Position identification records
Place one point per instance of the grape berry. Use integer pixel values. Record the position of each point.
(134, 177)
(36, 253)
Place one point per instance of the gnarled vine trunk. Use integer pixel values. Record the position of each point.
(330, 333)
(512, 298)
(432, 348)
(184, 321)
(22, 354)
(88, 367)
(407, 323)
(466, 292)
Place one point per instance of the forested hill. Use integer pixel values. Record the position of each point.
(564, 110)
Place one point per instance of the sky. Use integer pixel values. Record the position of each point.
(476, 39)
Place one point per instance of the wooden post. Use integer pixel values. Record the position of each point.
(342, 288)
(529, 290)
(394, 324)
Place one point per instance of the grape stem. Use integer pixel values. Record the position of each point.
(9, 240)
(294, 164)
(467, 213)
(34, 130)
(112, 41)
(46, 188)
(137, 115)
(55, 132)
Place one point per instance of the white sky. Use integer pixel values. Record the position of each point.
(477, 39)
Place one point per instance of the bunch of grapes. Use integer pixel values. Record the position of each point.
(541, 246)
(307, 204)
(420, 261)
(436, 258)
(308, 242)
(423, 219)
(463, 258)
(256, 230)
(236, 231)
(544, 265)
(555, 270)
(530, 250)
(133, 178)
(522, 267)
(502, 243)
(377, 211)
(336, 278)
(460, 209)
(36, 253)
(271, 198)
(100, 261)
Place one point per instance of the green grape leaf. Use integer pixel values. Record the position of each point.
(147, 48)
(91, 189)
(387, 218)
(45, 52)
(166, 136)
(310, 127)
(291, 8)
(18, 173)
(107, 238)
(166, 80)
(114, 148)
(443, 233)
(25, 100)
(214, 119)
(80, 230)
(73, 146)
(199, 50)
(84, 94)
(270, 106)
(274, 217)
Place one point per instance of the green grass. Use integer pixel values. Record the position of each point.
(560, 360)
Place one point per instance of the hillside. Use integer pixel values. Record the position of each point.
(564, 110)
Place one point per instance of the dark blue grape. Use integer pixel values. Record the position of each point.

Directions - Write out all of the records above exactly as they appear.

The result -
Place one point per instance of the grape berry. Use integer pixel values. Record the position of each point.
(134, 177)
(36, 253)
Place one point per instance of the gnarled vine trunk. Use integer pixel values. Record the position of each point.
(330, 333)
(512, 298)
(432, 348)
(184, 321)
(22, 354)
(88, 367)
(407, 323)
(466, 292)
Place one point per instance of the forested hill. Use integer pixel values. Record the position of each point.
(564, 110)
Place one point per instance of the sky. Use integer pixel values. Record the position of each point.
(476, 39)
Place one point per instance of the wooden post. Use integer pixel values. Record the position of each point.
(342, 288)
(529, 290)
(394, 324)
Place one point per instance of the grape stem. Use integer pixel values. Record the position of each point.
(9, 240)
(294, 164)
(467, 213)
(34, 130)
(112, 41)
(46, 188)
(137, 115)
(55, 132)
Place one point per instance of the white sky. Use integer pixel values. Record the position of each point.
(477, 39)
Place one point per instance of the bunch of grapes. Use integer pixel values. Record the position of each point.
(541, 246)
(307, 204)
(420, 261)
(436, 258)
(308, 242)
(423, 219)
(463, 258)
(256, 230)
(236, 231)
(544, 265)
(555, 270)
(530, 250)
(133, 178)
(522, 267)
(502, 243)
(377, 211)
(336, 278)
(460, 209)
(36, 253)
(271, 198)
(100, 261)
Place one point per instance of the green grape leaf. Use integer pixel values. Record the position of each point.
(147, 48)
(91, 189)
(387, 218)
(45, 52)
(166, 136)
(310, 127)
(291, 8)
(18, 173)
(107, 238)
(166, 80)
(114, 148)
(443, 233)
(25, 100)
(214, 119)
(80, 230)
(73, 146)
(199, 50)
(84, 94)
(270, 106)
(274, 217)
Place one point per instance of the green grass. Use integer pixel values. Record the position of each point.
(560, 360)
Place one point per instance of the hillside. Use integer pixel values. Record the position of each point.
(564, 110)
Place one point per instance of the dark blue grape. Use integer pixel values. Record the position of each point.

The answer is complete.